**TASK DIRECTIONS**: Retype the records below word for word, starting at the line that contains "Tag the thumb" and ending with the final line of the records.
***** SUPPLIED DATA
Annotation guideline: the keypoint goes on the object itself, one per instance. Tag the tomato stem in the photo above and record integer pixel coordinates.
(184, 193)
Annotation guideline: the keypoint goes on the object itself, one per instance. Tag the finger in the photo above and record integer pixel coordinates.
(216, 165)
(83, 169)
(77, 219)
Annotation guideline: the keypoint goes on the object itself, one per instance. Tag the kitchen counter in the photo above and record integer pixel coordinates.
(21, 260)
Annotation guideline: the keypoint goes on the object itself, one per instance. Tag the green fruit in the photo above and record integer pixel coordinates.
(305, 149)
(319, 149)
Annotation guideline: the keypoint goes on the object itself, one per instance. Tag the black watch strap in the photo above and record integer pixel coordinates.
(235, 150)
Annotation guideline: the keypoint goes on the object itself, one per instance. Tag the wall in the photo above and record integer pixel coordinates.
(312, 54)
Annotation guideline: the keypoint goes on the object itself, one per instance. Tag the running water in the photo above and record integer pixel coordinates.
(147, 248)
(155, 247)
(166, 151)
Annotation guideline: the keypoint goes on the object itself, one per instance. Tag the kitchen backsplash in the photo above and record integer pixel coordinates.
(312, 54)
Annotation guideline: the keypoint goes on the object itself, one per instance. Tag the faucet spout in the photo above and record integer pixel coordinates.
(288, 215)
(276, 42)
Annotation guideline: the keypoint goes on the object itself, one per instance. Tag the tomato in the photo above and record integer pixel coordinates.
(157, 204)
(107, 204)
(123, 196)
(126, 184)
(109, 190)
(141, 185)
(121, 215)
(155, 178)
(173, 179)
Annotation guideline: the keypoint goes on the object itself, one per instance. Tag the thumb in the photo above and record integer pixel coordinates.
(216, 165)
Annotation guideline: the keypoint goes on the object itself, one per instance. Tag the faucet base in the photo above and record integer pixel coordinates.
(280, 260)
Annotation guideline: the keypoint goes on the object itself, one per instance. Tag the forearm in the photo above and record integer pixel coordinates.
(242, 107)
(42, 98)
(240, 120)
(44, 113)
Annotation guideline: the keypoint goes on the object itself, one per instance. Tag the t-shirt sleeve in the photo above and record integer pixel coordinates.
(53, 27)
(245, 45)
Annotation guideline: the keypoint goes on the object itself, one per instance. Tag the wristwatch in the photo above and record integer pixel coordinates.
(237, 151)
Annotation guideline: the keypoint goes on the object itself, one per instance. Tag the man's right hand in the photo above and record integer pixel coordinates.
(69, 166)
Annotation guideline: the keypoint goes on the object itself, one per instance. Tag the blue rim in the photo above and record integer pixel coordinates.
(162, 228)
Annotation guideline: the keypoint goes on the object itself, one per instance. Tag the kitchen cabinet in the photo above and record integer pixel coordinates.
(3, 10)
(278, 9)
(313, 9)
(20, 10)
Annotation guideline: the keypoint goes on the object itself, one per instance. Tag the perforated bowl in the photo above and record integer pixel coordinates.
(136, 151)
**********
**SOLUTION**:
Annotation guideline: the keypoint goes on the object itself, one per instance. Tag the thumb in the photo above and record integer pixel coordinates.
(216, 165)
Annotation guideline: the keypoint goes on the object itself, one per instance. Tag the faucet base in the photo above and record integer pixel coordinates.
(280, 260)
Annotation guideline: the keypoint goes on the object itself, one per instance. Tag the forearm in the photo above and record integer pixel coordinates.
(242, 107)
(42, 98)
(240, 120)
(44, 113)
Annotation guideline: the keypoint goes on the object itself, one per instance. Tag the t-shirt sleeve in the photo above and record integer pixel coordinates.
(53, 27)
(245, 45)
Annotation guideline: the keypoint goes on the object itself, one per instance. Tag the wristwatch in the photo above and record integer pixel coordinates.
(237, 151)
Annotation guideline: the keypoint goes on the object itself, one per instance. Tag the man's right hand in the photo above and record integer pixel coordinates.
(69, 166)
Annotation guideline: the keypoint goes on the object itself, one per instance. Tag the blue rim in the photo above and record integer pixel coordinates.
(162, 228)
Annotation guideline: the keypoint goes on the object itself, one per instance. Tag the kitchen cabinet in the photo above and record integer pixel coordinates.
(3, 10)
(278, 9)
(313, 9)
(20, 10)
Annotation guideline: the keypoint goes on the object itself, one per instance. Tag the perforated bowl in the photo above and record integer pixel coordinates.
(136, 151)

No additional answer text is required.